Task prompt: Retype the entries in full.

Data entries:
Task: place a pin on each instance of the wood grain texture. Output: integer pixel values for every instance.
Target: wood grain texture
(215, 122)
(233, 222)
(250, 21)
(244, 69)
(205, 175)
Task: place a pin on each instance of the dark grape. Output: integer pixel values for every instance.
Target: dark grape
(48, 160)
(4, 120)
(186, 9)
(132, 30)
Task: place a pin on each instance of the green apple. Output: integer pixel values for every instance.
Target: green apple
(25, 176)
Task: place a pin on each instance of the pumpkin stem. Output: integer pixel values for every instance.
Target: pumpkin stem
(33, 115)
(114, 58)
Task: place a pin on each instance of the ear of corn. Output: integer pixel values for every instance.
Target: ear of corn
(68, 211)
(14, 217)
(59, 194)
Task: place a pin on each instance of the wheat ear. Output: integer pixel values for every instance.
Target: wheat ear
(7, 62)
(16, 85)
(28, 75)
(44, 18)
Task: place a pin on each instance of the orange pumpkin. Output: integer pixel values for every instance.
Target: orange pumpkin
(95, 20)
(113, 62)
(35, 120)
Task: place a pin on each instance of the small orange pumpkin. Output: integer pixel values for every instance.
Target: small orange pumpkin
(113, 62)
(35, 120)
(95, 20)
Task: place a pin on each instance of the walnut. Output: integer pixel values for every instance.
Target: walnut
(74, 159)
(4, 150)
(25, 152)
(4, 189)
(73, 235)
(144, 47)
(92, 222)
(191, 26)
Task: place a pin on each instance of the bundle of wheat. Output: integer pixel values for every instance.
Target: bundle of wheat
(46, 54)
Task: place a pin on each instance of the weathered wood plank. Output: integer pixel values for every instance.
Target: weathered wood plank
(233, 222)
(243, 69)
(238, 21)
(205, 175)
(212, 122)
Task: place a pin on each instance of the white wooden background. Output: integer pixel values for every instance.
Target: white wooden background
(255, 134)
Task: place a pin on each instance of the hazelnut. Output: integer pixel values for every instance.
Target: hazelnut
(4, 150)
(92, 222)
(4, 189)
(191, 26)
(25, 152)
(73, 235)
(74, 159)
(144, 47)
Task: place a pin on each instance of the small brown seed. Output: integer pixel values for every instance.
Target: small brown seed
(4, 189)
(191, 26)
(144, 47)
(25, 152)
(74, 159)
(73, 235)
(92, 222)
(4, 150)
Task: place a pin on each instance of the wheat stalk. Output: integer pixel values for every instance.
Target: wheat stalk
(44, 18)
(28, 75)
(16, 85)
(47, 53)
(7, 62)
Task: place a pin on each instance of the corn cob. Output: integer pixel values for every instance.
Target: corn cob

Answer below:
Task: place a pin on each instance of the wood grain texture. Output: integer pixel values for every instance.
Target: wood grain texture
(215, 122)
(233, 222)
(250, 21)
(244, 69)
(205, 175)
Task: place a pin on each instance of the dark grape. Output: integer pixel values for every instance.
Target: dark grape
(48, 160)
(4, 120)
(186, 9)
(132, 30)
Task: place a pin on each instance of the green apple. Output: integer pixel values for every instance.
Target: green apple
(25, 176)
Task: place a pin on each instance of the pumpkin stem. Output: integer pixel values for every instance.
Target: pumpkin stem
(33, 115)
(114, 58)
Task: place a pin on each instance of the ear of corn. Output: integer pixel values for every instance.
Target: ear of corn
(68, 211)
(14, 217)
(59, 194)
Task: place a pin on each instance of the wheat ear. Output: integer pixel values for every instance.
Target: wheat ear
(7, 62)
(16, 85)
(28, 75)
(44, 18)
Task: place a pin on each instance of the orange pumpkin. Output: integer pixel values for every instance.
Target: orange pumpkin
(95, 20)
(113, 62)
(35, 120)
Task: place a pin on each instance of the small orange pumpkin. Output: integer pixel values for every instance.
Target: small orange pumpkin
(113, 62)
(35, 120)
(95, 20)
Task: place a pin on each instance of the walnut. Output: integer pixel values for every instance.
Target: walnut
(74, 159)
(4, 150)
(25, 152)
(4, 189)
(73, 235)
(144, 47)
(92, 222)
(191, 26)
Task: place a pin on each instance of the bundle of wheat. Output: integer pixel values for every instance.
Target: bundle of wheat
(46, 54)
Task: place a pin on each instance of the weathered wood plank. Output: integer pixel values for every instance.
Target: weathered wood plank
(233, 222)
(243, 69)
(238, 21)
(205, 175)
(212, 122)
Task: place a pin on each instance of the white wooden background. Output: integer pixel values for every instance.
Target: white wooden background
(255, 134)
Task: place a pin on each instance of the hazelnut. Output: integer pixel values for every instance.
Target: hazelnut
(4, 150)
(92, 222)
(4, 189)
(191, 26)
(25, 152)
(73, 235)
(74, 159)
(144, 47)
Task: place a pin on each instance of the small brown seed. Output: integer pixel values for every instance.
Target: small brown seed
(4, 189)
(191, 26)
(144, 47)
(25, 152)
(74, 159)
(73, 235)
(92, 222)
(4, 150)
Task: place a pin on each instance of the wheat stalk. Output: integer pixel values for every instance.
Target: wheat stalk
(44, 18)
(28, 75)
(16, 85)
(47, 53)
(7, 62)
Task: place a pin on each instance of the corn cob. Output: integer pixel values for every instance.
Target: corn cob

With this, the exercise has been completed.